Consigna => Prosigue el artículo sobre la democracia argentina y la pregunta del historiador Romero acerca de la dictadura a partir de su última oración.

Artículo =>
---------------

Tal construcción imaginaria fue para Romero positiva, en virtud del momento en que la misma se formuló. La renacida democracia de los ochenta llegaba a la escena política huérfana de casi todo, carenciada de prácticas, de dirigentes y hasta de ciudadanos acostumbrados a una rutina democrática. No es entonces un dato menor que sustentara sus endebles pasos iniciales en la otredad taxativamente negativa del período inmediato anterior.
Dos décadas después el sistema está pese a sus errores y retrocesos, definitivamente consolidado. La práctica democrática es una recurrencia natural (y en muchos casos fastidiosamente aburrida) para los ciudadanos argentinos que en progresiva y avasallante mayoría etaria por simple paso del tiempo y perduración de la originalmente endeble democracia, no han conocido otro sistema político institucional que el determinado por la sociedad civil y las normas constitucionales.
Cree entonces el historiador Romero que en virtud de este afianzamiento y la consecuente maduración política del habitante-ciudadano, hay una pregunta que ya podemos y debemos hacernos: ¿fue esa dictadura un demonio ajeno a nuestra sociedad, o fue una expresión, repugnante pero legítima, de nuestra cultura política?

---------------

Extractos de datos =>
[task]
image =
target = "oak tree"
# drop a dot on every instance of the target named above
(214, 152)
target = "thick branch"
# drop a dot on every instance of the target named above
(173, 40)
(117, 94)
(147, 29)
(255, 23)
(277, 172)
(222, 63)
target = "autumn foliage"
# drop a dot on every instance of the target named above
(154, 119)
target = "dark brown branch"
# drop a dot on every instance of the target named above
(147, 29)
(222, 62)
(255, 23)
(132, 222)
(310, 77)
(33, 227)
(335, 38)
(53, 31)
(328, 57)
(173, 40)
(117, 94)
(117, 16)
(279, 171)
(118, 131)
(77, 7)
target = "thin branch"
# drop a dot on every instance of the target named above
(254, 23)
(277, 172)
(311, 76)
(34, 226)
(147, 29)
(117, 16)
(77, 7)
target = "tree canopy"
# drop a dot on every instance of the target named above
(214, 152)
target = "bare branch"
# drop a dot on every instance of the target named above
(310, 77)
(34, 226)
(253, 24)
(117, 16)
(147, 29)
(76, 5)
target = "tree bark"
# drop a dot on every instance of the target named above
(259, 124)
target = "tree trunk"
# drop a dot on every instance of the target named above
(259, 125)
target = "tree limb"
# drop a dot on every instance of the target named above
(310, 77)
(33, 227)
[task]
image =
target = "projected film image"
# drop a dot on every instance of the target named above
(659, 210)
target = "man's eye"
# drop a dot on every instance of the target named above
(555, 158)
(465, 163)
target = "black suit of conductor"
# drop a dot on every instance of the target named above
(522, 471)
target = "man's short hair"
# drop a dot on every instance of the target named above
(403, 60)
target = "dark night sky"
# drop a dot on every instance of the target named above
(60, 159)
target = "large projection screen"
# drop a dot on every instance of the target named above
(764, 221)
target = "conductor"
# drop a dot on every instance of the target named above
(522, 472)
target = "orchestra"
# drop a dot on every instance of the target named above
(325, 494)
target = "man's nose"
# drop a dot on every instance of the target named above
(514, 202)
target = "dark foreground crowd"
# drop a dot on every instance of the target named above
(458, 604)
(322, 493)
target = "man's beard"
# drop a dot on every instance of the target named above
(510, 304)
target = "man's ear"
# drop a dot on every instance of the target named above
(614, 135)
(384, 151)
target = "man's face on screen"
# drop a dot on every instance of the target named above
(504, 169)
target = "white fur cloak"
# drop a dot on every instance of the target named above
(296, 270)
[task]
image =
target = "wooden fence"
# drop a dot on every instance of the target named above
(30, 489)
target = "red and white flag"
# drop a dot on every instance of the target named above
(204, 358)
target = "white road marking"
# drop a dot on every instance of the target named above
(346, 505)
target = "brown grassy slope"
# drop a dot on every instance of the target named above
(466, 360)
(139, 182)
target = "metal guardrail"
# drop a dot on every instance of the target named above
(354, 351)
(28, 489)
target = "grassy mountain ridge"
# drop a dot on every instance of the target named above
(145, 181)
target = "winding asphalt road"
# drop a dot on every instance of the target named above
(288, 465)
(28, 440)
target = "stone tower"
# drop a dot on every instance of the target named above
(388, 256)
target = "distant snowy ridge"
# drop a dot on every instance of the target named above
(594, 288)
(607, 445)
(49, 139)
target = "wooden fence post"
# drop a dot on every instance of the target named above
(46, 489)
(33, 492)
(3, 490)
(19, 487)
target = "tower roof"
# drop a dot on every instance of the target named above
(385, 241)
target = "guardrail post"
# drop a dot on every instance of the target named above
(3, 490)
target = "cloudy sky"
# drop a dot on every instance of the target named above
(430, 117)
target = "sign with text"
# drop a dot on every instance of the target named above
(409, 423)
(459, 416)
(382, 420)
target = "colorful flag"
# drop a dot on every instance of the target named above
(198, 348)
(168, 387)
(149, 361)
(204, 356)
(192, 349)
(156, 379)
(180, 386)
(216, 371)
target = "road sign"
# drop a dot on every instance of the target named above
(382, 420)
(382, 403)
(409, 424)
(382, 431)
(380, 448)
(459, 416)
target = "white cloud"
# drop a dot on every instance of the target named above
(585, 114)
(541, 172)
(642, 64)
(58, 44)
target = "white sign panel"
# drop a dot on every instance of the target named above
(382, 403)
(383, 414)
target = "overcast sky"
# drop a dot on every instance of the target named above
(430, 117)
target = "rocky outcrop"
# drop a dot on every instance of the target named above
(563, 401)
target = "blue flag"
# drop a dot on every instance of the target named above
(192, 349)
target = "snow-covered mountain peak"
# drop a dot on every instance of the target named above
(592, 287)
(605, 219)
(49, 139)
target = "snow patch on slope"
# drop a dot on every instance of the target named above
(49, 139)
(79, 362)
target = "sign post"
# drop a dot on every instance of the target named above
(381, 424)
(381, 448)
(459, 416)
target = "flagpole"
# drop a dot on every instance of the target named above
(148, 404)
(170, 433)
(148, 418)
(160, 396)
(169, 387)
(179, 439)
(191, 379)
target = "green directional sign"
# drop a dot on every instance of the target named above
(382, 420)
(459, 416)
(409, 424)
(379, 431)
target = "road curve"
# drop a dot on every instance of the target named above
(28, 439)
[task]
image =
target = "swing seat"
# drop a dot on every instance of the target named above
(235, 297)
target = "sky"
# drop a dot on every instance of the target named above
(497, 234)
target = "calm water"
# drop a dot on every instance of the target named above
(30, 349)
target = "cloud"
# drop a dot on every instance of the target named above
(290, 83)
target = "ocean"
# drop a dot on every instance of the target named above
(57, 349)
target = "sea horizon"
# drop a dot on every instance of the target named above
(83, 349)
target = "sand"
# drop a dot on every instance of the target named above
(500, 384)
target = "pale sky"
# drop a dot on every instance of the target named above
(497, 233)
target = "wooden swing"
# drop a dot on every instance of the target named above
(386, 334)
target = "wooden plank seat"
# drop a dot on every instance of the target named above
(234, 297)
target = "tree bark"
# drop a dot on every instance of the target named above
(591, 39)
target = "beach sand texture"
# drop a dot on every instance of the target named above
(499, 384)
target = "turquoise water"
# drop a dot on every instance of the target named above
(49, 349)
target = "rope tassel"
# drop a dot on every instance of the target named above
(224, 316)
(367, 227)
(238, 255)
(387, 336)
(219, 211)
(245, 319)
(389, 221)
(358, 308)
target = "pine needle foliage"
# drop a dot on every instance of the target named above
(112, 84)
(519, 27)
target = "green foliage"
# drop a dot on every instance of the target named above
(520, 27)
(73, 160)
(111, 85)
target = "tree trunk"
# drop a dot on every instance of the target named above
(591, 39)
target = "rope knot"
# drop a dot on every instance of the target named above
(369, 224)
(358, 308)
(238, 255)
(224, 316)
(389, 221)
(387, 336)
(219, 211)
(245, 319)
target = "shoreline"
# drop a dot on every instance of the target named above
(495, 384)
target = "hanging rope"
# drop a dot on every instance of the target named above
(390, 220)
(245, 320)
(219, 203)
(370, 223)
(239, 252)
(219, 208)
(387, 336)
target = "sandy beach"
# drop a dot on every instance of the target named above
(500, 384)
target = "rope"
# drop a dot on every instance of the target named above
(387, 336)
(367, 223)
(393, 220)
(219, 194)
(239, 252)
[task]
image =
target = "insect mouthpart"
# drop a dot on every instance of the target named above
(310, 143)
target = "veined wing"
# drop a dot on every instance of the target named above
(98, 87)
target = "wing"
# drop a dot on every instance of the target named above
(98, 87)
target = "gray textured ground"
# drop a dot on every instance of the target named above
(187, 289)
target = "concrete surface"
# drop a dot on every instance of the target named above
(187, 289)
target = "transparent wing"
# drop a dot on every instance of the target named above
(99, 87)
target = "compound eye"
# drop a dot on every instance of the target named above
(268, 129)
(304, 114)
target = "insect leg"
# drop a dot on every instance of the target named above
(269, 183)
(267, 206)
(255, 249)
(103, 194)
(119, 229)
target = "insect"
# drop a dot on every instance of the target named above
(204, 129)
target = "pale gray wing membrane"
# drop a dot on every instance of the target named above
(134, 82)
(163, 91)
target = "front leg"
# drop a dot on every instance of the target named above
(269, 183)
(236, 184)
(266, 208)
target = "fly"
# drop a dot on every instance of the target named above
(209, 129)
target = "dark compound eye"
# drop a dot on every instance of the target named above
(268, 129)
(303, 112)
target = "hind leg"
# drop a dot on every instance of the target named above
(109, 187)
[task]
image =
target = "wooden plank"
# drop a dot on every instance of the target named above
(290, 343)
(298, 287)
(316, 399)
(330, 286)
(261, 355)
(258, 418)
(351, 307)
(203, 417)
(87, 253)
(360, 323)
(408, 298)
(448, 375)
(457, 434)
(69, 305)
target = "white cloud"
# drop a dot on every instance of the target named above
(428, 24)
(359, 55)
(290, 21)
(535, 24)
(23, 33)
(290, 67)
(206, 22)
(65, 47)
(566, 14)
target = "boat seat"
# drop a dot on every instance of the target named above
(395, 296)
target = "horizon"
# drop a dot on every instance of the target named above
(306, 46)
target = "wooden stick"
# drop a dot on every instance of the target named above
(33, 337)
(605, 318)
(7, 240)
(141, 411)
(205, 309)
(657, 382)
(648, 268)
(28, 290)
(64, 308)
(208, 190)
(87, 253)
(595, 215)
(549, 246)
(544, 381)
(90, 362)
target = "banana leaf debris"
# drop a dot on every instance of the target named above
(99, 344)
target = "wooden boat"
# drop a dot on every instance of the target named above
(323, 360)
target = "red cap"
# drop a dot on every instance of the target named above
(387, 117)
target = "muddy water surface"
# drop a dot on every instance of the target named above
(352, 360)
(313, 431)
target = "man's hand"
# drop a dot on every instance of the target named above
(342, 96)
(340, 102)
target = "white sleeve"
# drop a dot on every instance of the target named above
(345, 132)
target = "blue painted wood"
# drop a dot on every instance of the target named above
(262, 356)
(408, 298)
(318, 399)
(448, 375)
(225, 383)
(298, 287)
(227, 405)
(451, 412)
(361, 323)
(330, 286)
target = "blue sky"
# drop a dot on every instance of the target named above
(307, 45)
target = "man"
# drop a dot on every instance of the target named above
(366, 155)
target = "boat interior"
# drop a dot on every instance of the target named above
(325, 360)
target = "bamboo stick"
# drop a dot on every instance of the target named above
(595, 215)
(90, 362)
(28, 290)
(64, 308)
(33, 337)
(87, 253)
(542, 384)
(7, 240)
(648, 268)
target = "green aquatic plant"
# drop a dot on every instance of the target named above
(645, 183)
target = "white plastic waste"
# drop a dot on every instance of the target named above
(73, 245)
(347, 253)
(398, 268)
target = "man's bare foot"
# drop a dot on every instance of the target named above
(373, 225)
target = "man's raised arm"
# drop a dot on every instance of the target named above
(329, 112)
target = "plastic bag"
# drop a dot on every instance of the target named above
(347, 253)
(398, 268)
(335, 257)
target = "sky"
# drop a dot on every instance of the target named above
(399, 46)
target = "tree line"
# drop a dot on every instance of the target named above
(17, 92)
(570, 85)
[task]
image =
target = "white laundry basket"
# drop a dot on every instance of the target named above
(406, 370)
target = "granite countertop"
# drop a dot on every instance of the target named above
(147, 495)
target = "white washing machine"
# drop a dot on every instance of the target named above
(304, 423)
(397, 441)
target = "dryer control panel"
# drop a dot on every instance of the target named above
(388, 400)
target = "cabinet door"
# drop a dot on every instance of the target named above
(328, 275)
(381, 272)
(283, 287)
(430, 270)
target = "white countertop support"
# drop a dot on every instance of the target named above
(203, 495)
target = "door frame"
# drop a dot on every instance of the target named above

---------------

Respuesta redactada =>
Debemos sin embargo ser cuidadosos con los términos para evitar tergiversaciones o falaces interpretaciones de los argumentos que exponemos, producto en algunos casos de la ignorancia, en otros de una susceptibilidad aún muy alta y también de la polisemia de las palabras que permite que cada uno lleve agua para su molino del presente con el mismo pero diferente balde.
Es que la década de 1970 sigue siendo un agujero negro para los investigadores del pasado. Pero, y tal vez por esa condición negativa es menester entender que es hora de abordar su estudio, pues como señala la historiadora Gabriela Águila “aún hoy sigue existiendo una disociación evidente entre el saber qué pasó de porciones importantes de la sociedad y las investigaciones académicas. Si bien en las últimas décadas la labor de los organismos de derechos humanos ha sido fundamental en el sostenimiento de la demanda de verdad y justicia, aún resta avanzar en la investigación histórica, ingresando en el análisis de temáticas que no han sido suficientemente exploradas. Evitando la condena y apelando a la explicación y la comprensión, la construcción de renovadas perspectivas sobre la dictadura sigue siendo, a treinta años del golpe de Estado, una deuda pendiente para los historiadores”.

Balconeando la revolución
“Solo un milagro pudo salvar la revolución. Ese milagro lo realizó el pueblo de Buenos Aires”. Con notable poder de síntesis el autor de esta frase, el capitán Juan Perón, uno de los conspiradores de 1930 (por cierto un grupo minoritario en unas fuerzas armadas donde predominaban los leales al orden constitucional) definió no solo el episodio setembrino del que fue partícipe y que acabó con casi siete décadas de regularidad institucional, sino también una constante en la vida política argentina: el apoyo de parte de la civilidad a las intervenciones militares.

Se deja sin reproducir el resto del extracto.